WRITTEN EXERCISE: Can you format all of the data below as a numbered list, skipping the blank lines and omitting the pictures?

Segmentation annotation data
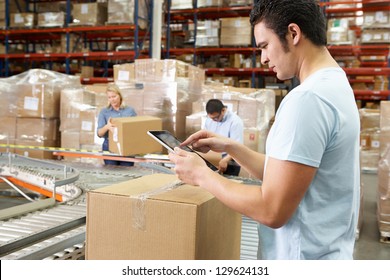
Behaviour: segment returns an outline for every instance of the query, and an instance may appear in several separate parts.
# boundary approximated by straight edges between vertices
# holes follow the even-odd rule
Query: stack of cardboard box
[[[63,88],[79,87],[78,77],[49,70],[32,69],[2,79],[1,141],[17,146],[58,147],[60,92]],[[6,123],[5,123],[6,122]],[[36,158],[53,158],[51,152],[16,148],[11,152]]]

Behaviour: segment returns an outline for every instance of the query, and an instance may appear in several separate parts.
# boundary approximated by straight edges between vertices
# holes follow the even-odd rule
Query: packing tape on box
[[[132,204],[132,220],[133,227],[142,231],[145,231],[145,201],[151,196],[161,194],[173,189],[178,188],[179,186],[184,185],[184,183],[180,180],[173,181],[171,183],[165,184],[164,186],[149,191],[144,192],[138,195],[132,195],[131,198],[135,199],[135,202]]]

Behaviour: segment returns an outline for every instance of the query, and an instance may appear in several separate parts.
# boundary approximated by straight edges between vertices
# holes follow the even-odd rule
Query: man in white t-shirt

RESULT FOR THIS EXERCISE:
1. Behaviour: segment returns an outline for every instance of the query, and an instance may appear in several separate parts.
2. # boundary approximated by straight edges between vertices
3. # holes follow the even-odd rule
4. Query: stack of cardboard box
5. [[[63,88],[79,87],[78,77],[49,70],[32,69],[2,79],[1,141],[17,146],[58,147],[60,92]],[[6,123],[5,123],[6,122]],[[36,158],[53,158],[51,152],[16,148],[11,152]]]
6. Behaviour: segment returns an outline for every instance of the query, and an instance may appear in several separate parts.
7. # boundary approximated by straight edges between vertices
8. # holes follow the even-odd rule
9. Query: packing tape on box
10. [[[132,204],[132,220],[133,227],[142,231],[145,231],[145,201],[151,196],[161,194],[173,189],[178,188],[179,186],[184,185],[184,183],[180,180],[173,181],[171,183],[165,184],[164,186],[149,191],[144,192],[138,195],[132,195],[131,198],[135,199],[135,202]]]
11. Behaviour: segment returns an outline for every instance of the query, and an instance may appear in several separate parts.
12. # boundary approximated by straight edges between vertices
13. # holes follow the even-odd rule
14. Query: man in white t-shirt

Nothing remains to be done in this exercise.